### Collected data
-=-=-=-=-

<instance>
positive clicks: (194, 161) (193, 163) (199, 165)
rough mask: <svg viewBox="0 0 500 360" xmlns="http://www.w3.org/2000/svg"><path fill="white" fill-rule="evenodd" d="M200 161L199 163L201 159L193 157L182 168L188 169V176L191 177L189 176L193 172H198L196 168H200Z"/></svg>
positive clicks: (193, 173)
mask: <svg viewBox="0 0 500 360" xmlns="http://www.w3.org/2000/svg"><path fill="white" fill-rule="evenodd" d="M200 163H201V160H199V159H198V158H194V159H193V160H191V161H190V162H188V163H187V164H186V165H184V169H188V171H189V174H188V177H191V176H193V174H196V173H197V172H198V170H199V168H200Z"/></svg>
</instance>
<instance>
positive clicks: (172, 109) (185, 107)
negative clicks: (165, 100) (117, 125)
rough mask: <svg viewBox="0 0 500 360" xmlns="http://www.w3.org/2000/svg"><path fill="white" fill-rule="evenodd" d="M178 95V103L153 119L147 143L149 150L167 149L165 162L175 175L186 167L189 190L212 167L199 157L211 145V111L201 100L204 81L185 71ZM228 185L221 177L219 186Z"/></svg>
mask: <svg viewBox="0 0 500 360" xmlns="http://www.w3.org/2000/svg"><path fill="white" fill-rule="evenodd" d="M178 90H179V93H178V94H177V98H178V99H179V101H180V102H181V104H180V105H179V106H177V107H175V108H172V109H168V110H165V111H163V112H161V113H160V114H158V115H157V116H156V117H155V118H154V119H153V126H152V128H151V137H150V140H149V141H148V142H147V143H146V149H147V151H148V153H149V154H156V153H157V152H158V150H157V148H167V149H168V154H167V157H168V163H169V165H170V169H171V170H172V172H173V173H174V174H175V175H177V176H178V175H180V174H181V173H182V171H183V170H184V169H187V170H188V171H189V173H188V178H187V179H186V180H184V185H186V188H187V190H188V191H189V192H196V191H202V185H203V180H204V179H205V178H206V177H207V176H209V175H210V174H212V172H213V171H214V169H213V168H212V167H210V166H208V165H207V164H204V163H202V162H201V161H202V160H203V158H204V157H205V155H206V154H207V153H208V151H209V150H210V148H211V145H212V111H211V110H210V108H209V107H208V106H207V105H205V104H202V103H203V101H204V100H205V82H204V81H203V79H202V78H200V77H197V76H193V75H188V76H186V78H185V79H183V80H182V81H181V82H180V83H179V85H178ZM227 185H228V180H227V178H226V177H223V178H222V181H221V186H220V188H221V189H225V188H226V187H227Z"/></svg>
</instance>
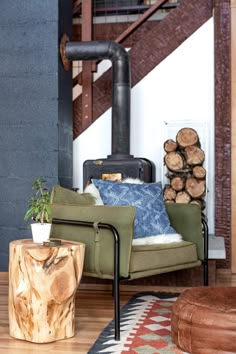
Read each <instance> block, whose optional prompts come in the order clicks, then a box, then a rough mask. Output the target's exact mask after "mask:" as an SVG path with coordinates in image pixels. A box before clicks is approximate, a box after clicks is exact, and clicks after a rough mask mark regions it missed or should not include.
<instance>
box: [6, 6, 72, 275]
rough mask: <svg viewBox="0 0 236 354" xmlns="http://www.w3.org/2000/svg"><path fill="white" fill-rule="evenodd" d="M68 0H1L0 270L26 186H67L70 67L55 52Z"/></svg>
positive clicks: (70, 174)
mask: <svg viewBox="0 0 236 354" xmlns="http://www.w3.org/2000/svg"><path fill="white" fill-rule="evenodd" d="M71 9H72V0H43V1H37V2H35V1H32V0H21V1H15V0H1V2H0V33H1V40H0V63H1V64H0V107H1V109H0V152H1V153H0V185H1V188H0V244H1V246H0V271H7V270H8V249H9V242H10V241H11V240H14V239H19V238H27V237H31V234H30V230H29V229H27V228H26V227H27V224H26V223H25V222H24V220H23V219H24V214H25V212H26V209H27V203H28V199H29V197H30V196H31V193H32V191H31V184H32V181H33V179H34V178H35V177H38V176H43V177H46V178H47V179H48V181H49V184H50V185H53V184H55V183H58V182H60V183H61V184H62V185H64V186H68V187H71V186H72V144H73V141H72V104H71V102H72V97H71V94H72V93H71V73H70V72H65V71H64V69H63V67H62V65H61V62H60V56H59V39H60V37H61V34H62V33H63V32H66V33H68V34H69V35H70V33H71V24H72V19H71V18H72V17H71V16H72V15H71V11H72V10H71Z"/></svg>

-=-=-=-=-

### Exercise description
Retype the stretch from the start of the records through the line containing "positive clicks: (193, 173)", including that line.

### Result of this exercise
<instance>
positive clicks: (194, 161) (193, 163) (199, 165)
rough mask: <svg viewBox="0 0 500 360" xmlns="http://www.w3.org/2000/svg"><path fill="white" fill-rule="evenodd" d="M200 161L199 163L201 159L193 157L182 168L188 169V176L191 177L189 176L193 172H198L196 168H200Z"/></svg>
positive clicks: (193, 173)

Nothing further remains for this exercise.